━━━ Extrait fourni ━━━

Consignes formulées lors de la remise en service des conduites d'eau de la ville et de l'utilisation de solutions chlorées pour rendre l'eau potable, le 15 juin 1944 (6Fi3983)

Consignes formulées lors de la remise en service des conduites d'eau de la ville et de l'utilisation de solutions chlorées pour rendre l'eau potable, le 15 juin 1944 (6Fi3983)

8 juillet 1944

Des avions lancent des bombes sur différents points de la ville, notamment semble-t-il, contre des batteries de la DCA (?) (boulevard Saint Aignan, Contrie, Doulon, Boulevard Victor Hugo). Le pont de chemin de fer dit « de Pornic » est atteint. Les dégâts sont considérables surtout boulevard Saint Aignan, rue Marcel Schwob, rue Lemot, rue Jenner.
3 morts.

12 juillet 1944

Monsieur Sandras, Commissaire Central, me téléphone que la Feldkommandantur ordonne l’enlèvement des emblèmes de caractère national qui ont été posés sur les tombes des fusillés du maquis, au cimetière de la Chauvinière (ordre transmis par le cabinet du Préfet). Je prie Monsieur Sandras de confirmer ces instructions par écrit.

━━━ Données fournies ━━━

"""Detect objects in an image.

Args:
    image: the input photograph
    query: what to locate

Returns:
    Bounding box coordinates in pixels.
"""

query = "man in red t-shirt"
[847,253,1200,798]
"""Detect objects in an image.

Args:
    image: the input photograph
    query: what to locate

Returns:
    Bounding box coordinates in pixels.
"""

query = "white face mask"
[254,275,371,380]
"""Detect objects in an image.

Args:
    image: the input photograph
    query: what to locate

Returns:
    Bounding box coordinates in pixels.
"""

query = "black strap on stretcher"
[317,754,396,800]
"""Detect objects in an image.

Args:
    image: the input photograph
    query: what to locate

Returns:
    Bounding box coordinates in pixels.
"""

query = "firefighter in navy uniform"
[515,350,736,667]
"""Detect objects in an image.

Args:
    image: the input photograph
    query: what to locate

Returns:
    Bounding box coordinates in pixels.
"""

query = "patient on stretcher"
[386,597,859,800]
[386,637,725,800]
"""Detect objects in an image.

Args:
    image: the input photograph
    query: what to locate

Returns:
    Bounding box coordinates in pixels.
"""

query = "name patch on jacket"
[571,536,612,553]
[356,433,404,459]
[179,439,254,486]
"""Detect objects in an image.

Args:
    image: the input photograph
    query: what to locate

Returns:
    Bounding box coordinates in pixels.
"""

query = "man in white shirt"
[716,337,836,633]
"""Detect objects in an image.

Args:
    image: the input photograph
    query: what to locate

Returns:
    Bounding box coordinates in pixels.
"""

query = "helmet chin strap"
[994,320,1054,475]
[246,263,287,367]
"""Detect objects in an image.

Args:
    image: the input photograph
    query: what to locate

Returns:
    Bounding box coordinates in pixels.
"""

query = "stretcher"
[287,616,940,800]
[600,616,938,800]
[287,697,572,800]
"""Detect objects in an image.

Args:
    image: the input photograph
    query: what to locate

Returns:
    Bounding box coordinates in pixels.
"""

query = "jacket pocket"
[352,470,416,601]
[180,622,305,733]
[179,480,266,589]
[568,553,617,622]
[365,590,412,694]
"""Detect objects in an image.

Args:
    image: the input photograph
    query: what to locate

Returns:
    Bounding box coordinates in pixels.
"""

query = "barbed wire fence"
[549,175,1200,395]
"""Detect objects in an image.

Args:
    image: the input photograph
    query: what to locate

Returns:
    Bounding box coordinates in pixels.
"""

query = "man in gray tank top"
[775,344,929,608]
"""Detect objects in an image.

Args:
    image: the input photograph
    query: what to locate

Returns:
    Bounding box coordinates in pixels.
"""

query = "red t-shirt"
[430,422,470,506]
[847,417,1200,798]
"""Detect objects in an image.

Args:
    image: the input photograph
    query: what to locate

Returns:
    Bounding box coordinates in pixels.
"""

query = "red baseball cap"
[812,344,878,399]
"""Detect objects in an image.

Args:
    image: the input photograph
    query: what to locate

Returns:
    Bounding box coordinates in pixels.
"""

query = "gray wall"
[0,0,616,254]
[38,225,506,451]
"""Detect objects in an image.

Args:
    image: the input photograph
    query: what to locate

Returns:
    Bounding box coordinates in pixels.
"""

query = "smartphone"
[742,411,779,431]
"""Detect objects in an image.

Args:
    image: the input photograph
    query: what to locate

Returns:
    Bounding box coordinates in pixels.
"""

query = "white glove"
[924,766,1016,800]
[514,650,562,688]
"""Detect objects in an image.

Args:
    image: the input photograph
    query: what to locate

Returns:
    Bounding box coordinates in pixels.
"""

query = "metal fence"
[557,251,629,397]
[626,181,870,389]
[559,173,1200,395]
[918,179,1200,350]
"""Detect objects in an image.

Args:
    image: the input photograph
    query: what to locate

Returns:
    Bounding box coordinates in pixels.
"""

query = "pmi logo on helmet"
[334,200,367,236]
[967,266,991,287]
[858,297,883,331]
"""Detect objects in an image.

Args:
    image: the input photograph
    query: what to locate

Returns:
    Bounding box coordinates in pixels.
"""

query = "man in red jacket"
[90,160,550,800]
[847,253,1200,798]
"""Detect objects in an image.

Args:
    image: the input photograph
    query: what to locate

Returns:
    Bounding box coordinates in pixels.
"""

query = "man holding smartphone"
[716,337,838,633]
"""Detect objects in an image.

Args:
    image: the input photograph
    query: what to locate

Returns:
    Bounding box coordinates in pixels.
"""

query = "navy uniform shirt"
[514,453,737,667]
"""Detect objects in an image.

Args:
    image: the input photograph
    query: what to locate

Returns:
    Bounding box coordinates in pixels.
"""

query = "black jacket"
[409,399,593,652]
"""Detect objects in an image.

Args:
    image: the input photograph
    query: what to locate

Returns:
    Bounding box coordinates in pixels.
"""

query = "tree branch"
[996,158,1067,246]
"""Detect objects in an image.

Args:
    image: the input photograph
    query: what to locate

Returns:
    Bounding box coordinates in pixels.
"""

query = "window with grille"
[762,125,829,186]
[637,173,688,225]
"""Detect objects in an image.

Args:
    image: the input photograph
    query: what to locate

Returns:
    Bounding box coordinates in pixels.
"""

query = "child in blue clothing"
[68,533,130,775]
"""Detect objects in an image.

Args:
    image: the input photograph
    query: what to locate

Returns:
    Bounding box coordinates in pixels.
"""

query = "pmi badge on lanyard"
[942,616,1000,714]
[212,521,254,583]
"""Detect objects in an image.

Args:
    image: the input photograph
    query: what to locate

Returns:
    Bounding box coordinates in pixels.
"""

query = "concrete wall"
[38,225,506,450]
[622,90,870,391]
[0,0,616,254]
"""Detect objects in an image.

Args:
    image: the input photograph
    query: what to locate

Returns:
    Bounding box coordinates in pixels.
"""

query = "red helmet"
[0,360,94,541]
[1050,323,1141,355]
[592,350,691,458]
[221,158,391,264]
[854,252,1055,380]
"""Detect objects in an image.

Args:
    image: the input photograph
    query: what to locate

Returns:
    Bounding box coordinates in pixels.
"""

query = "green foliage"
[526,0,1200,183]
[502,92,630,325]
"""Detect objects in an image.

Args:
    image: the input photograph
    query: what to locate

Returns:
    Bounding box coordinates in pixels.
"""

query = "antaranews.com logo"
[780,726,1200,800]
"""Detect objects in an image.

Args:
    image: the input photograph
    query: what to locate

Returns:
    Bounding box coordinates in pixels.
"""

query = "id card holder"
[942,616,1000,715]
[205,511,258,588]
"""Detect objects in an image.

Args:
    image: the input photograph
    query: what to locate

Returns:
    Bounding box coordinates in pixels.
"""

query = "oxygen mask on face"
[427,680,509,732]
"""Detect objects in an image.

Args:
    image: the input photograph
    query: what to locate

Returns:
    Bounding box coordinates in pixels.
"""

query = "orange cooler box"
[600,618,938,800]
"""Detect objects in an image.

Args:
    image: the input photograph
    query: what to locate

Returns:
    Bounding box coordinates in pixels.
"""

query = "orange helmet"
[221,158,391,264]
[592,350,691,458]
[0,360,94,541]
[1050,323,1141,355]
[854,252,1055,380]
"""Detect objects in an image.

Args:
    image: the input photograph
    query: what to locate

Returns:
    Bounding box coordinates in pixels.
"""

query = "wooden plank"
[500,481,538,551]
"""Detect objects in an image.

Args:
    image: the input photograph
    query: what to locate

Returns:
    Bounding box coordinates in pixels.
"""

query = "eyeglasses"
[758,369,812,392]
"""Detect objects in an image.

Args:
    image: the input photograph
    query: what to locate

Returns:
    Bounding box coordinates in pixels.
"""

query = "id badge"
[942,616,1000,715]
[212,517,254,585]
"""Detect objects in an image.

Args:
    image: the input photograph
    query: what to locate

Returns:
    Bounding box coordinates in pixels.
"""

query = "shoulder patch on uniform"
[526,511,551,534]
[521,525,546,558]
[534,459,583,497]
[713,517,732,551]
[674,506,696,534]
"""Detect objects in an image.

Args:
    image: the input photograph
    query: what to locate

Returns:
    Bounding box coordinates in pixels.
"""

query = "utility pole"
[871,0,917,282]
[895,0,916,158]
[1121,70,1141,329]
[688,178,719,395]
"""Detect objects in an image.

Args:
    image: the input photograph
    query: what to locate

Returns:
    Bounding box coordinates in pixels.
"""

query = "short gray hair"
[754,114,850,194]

━━━

**Travail demandé:**
1 – Réécrivez l'extrait fourni à partir des mots contenant « 12 juillet 1944 » jusqu'aux mots « instructions par écrit. » inclus, en remplaçant « Feldkommandantur » par « Kommandantur ».
2 – Déterminez combien de lignes des entrées contiennent la chaîne « navy », et indiquez uniquement ce nombre.

**Résultats obtenus:**
1 –
12 juillet 1944

Monsieur Sandras, Commissaire Central, me téléphone que la Kommandantur ordonne l’enlèvement des emblèmes de caractère national qui ont été posés sur les tombes des fusillés du maquis, au cimetière de la Chauvinière (ordre transmis par le cabinet du Préfet). Je prie Monsieur Sandras de confirmer ces instructions par écrit.

2 – 2